4) When the undersigned reached Mihailovich Headquarters in August, I944, a general Nationalist mobilization had already been ordered. The undersigned was shown the plans and orders issued for an all out attack on Axis forces and, along with the other U. S. officers, personally witnessed the troop dispositions made for this offensive. The evidence was unmistakable that General Mihailovich has disposed his forces properly for a major effort against the German garrisons, depots, and lines of communication, but in doing this had been obliged to leave his rear and left flank exposed gto attack on the part of major Partisan concentrations which only recently had been attacking the Royalists.
In so far as the group of American officers were able to cover the front and make observations, during September the Royalists forces engaged German and Bulgarian forces to the extent of their capability in equipment. Axis movements were thoroughly disrupted and considerable quantities of munitions and prisoners were taken.
At this moment the Communist-led forces of Marshal Tito attacked the Mihailovich forces on a broad front. This attack was personally witnessed by the undersigned and his staff. In attacking the Mihailovich forces, the forces of Tito passed through the German line of garrisons on the West Morava River and ignored the Germans in favour of this attack against men already engaged against the Germans. Thereafter the principal effort of Tito's forces in Western Serbia was directed not against the Germans but toward the capture of General Mihailovich and the American Mission. These series of attacks forced General Mihailovich to retreat into Bosnia.

◆ TASKS ◆
(1) Reproduce the passage on the Mihailovich forces from "At this moment" up to and including "retreat into Bosnia.", swapping "broad front" for "wide front".
(2) According to the passage on the Mihailovich forces, on what river did the Germans hold the line of garrisons that Tito's forces passed through?
(3) Extend the passage on the Mihailovich forces, starting right after its final sentence.

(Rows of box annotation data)
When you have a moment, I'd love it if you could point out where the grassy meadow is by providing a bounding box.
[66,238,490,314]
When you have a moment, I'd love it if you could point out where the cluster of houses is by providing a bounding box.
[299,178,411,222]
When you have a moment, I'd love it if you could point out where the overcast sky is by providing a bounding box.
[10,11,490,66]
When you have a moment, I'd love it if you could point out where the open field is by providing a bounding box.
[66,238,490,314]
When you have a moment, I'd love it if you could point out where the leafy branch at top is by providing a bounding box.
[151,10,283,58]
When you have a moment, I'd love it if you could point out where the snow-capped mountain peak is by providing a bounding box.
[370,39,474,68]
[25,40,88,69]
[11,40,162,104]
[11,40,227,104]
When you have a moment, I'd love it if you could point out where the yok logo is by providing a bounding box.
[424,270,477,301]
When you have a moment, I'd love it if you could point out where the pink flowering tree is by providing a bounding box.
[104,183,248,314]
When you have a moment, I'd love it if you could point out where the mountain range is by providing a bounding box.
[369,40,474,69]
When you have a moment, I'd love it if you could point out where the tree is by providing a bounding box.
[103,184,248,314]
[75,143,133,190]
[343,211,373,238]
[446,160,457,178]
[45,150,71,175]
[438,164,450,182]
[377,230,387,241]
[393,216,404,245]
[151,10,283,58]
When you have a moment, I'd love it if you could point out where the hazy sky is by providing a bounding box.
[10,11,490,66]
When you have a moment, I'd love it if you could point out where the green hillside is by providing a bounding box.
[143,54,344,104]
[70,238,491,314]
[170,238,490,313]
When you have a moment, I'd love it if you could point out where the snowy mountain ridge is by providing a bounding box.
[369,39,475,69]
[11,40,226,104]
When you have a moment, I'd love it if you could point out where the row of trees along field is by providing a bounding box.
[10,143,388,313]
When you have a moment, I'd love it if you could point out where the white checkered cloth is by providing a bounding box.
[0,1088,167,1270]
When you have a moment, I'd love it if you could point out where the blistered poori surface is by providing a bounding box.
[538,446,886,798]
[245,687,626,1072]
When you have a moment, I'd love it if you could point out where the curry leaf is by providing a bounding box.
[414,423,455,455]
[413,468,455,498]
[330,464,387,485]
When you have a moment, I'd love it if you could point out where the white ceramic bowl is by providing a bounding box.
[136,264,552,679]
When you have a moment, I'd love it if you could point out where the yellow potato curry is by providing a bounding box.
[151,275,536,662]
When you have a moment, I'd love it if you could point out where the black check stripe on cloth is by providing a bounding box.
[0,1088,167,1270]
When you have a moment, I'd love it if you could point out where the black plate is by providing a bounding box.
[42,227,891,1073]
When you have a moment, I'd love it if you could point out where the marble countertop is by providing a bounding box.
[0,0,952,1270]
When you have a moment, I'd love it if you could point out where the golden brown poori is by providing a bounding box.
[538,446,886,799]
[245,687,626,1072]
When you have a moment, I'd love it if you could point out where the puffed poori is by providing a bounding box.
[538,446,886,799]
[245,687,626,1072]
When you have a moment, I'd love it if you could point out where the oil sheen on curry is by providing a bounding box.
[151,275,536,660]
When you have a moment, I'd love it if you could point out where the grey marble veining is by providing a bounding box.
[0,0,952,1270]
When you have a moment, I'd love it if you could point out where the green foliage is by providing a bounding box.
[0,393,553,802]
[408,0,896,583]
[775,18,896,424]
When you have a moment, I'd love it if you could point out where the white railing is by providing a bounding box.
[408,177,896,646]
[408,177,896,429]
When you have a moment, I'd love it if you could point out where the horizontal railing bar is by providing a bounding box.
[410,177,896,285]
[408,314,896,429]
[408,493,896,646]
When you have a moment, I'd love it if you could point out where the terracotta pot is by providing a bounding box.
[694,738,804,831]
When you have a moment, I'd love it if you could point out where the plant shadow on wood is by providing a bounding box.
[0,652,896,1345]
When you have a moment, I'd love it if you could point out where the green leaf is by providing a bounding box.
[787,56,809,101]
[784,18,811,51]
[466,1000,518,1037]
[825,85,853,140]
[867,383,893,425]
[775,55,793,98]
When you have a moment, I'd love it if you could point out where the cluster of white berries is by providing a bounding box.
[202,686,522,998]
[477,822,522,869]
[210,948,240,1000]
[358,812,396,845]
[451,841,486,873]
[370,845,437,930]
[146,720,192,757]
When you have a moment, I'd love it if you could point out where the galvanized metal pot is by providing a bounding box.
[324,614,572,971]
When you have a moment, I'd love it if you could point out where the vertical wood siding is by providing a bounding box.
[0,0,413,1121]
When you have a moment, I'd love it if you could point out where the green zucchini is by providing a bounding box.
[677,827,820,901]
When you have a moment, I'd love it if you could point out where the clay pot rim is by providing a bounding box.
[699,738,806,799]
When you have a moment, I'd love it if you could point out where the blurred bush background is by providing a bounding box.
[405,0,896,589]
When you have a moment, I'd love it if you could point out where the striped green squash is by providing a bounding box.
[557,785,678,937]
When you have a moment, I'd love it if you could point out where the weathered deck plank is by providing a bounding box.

◆ RESULTS BY TASK ◆
(1)
At this moment the Communist-led forces of Marshal Tito attacked the Mihailovich forces on a wide front. This attack was personally witnessed by the undersigned and his staff. In attacking the Mihailovich forces, the forces of Tito passed through the German line of garrisons on the West Morava River and ignored the Germans in favour of this attack against men already engaged against the Germans. Thereafter the principal effort of Tito's forces in Western Serbia was directed not against the Germans but toward the capture of General Mihailovich and the American Mission. These series of attacks forced General Mihailovich to retreat into Bosnia.

(2) The West Morava River.

(3)
(5 ) There is good evidence, including the observations of a U. S. officer attached to the undersigned, that the forces of General Mihailovich, during October, were reorganized in Serbia and during that month, as well as subsequently, made a very substantial contribution to the defeat of German forces, including joint operations with the Soviet forces, until Communist intrigue and attacks led to their dispersal.
(6) The communiques issued by the Communist-led Yugoslav forces consistently presented a false picture of military operations. In Cairo during the first half of 1943, the undersigned was directly concerned with an Allied committee to evaluate the state of Axis lines of communication in the Balkans. This group had at its disposal all sources of information. The Communist communiques of their operations against German communications proved themselves so consistently untrustworthy that their evidence was finally deemed worthless.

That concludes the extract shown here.